SOURCE DOCUMENT.
▽

[P4-design] Maybe too much text describing issues around P4 table and parser value set sizes

Vladimir Gurevich vag at barefootnetworks.com
Mon Mar 26 13:06:54 EDT 2018


Hi Mihai,

I think that this is a very good observation (that tables are more like
interfaces and that the size might be better left to a constructor). Having
said that, I think we've already noticed that more often than not in P4 we
use each type/interface only once and thus it makes sense to have
accommodations in the language to allow people to define both inside the
same construct.

Ultimately, what I think P4 programmers really need is a language that is
easy to read and write that will also allow automatic generation of the
control plane APIs.

Thanks,
Vladimir

On Mon, Mar 26, 2018 at 8:32 AM, Mihai Budiu <mbudiu at vmware.com> wrote:

> This happens all the time.  For example, java hashset has a constructor
> with initial capacity. The meaning is not very clear, but it is the only
> way to convey information about the resources to allocate for that data
> structure. The problem with tables is that they are more like an interface
> (think map<k,v>) than classes, so the size is logically a constructor
> argument for a not very precisely specified implementation of this
> interface.
>
>
>
> Mihai
>
>
> ------------------------------
> *From:* P4-design <p4-design-bounces at lists.p4.org> on behalf of Nate
> Foster <jnfoster at cs.cornell.edu>
> *Sent:* Monday, March 26, 2018 7:07:45 AM
> *To:* Vladimir Gurevich
> *Cc:* p4-design
>
> *Subject:* Re: [P4-design] Maybe too much text describing issues around
> P4 table and parser value set sizes
>
> I'm wading into this conversation late. How does an upper bound on
> resources help the programmer? I can understand the utility of a
> programming abstraction that said "this table can hold at least N
> elements." But I'm struggling to understand how one would effectively use
> "up to N." Maybe it's just a compiler hint that is not actually useful to
> the programmer?
>
> -N
>
> On Sun, Mar 25, 2018 at 10:55 PM, Vladimir Gurevich <
> vag at barefootnetworks.com> wrote:
>
>> Hi Andy,
>>
>> Yes, I think this recommendation is reasonable, although I'd probably
>> reword it a little bit, because the word "guarantees" worries me a little.
>> How about something like that:
>>
>> “If a table or parser value set has a size attribute specified for it
>> with value N, it is recommended that a compiler should choose a data plane
>> implementation that can store (hold)  N exact, lpm, and/or ternary
>> entries.  It does not guarantee though that an arbitrary set of N entries
>> can always be inserted in such a table".

△

SUPPLIED RECORDS.

▽

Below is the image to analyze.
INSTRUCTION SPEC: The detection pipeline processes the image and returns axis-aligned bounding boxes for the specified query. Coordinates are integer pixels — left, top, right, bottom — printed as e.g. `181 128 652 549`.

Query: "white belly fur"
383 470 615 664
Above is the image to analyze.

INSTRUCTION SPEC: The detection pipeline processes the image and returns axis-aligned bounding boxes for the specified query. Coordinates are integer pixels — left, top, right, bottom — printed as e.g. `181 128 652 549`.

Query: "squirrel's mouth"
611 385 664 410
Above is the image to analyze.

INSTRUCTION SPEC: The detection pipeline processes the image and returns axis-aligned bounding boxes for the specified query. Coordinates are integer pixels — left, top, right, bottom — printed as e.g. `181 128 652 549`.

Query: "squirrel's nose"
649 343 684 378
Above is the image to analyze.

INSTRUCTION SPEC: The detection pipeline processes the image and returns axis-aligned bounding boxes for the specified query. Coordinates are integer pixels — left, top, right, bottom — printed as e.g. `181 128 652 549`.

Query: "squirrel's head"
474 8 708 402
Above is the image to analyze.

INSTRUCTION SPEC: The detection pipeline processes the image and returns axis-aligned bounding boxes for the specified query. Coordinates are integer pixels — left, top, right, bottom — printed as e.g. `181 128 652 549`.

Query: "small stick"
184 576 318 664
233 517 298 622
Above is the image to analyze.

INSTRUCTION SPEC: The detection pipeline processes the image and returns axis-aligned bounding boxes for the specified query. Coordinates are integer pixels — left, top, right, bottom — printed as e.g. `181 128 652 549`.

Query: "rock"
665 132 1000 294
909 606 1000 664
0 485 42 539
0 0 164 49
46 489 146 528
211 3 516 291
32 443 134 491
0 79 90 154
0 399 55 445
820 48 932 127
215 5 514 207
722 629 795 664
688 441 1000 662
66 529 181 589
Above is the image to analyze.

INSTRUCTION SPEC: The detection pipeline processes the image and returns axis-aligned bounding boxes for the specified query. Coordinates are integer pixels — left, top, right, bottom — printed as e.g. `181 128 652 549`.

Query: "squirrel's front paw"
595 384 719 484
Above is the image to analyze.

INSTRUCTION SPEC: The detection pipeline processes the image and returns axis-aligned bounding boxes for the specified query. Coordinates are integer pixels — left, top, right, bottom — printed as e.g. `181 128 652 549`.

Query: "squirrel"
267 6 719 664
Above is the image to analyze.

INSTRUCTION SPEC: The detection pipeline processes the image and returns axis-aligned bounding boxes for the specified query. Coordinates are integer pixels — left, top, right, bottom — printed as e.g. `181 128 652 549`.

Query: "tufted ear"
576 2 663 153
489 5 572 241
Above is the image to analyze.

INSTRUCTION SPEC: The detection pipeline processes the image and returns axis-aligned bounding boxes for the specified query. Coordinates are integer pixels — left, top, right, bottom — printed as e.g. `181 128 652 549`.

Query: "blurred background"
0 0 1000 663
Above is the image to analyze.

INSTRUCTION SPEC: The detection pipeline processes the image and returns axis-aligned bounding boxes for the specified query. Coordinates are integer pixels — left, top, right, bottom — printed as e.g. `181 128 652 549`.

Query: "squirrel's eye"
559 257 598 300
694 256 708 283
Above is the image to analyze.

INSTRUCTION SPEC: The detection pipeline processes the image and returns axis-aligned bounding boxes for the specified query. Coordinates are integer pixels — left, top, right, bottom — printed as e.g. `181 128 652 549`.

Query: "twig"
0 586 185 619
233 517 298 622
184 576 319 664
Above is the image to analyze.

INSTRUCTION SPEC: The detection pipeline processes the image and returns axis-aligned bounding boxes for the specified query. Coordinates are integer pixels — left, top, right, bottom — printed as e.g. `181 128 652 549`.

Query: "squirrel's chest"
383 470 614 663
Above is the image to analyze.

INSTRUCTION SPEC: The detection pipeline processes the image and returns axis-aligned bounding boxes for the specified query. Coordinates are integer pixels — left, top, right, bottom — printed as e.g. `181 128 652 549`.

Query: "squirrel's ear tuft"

△

REQUIRED WORK.
1. Answer these questions from the P4 table-size thread:
(a) Which Java data structure does Mihai Budiu cite as having a constructor with an initial capacity?
(b) Which word in Andy's recommendation worries Vladimir Gurevich?
(c) In his Monday reply to Mihai, what does Vladimir say P4 programmers really need?
2. Can you retype the P4 table-size thread word for word, starting with "Ultimately, what I" and going on through "control plane APIs."?

RESPONSES.
1.
(a) The Java hashset.
(b) "Guarantees."
(c) A language that is easy to read and write that will also allow automatic generation of the control plane APIs.

2.
Ultimately, what I think P4 programmers really need is a language that is
easy to read and write that will also allow automatic generation of the
control plane APIs.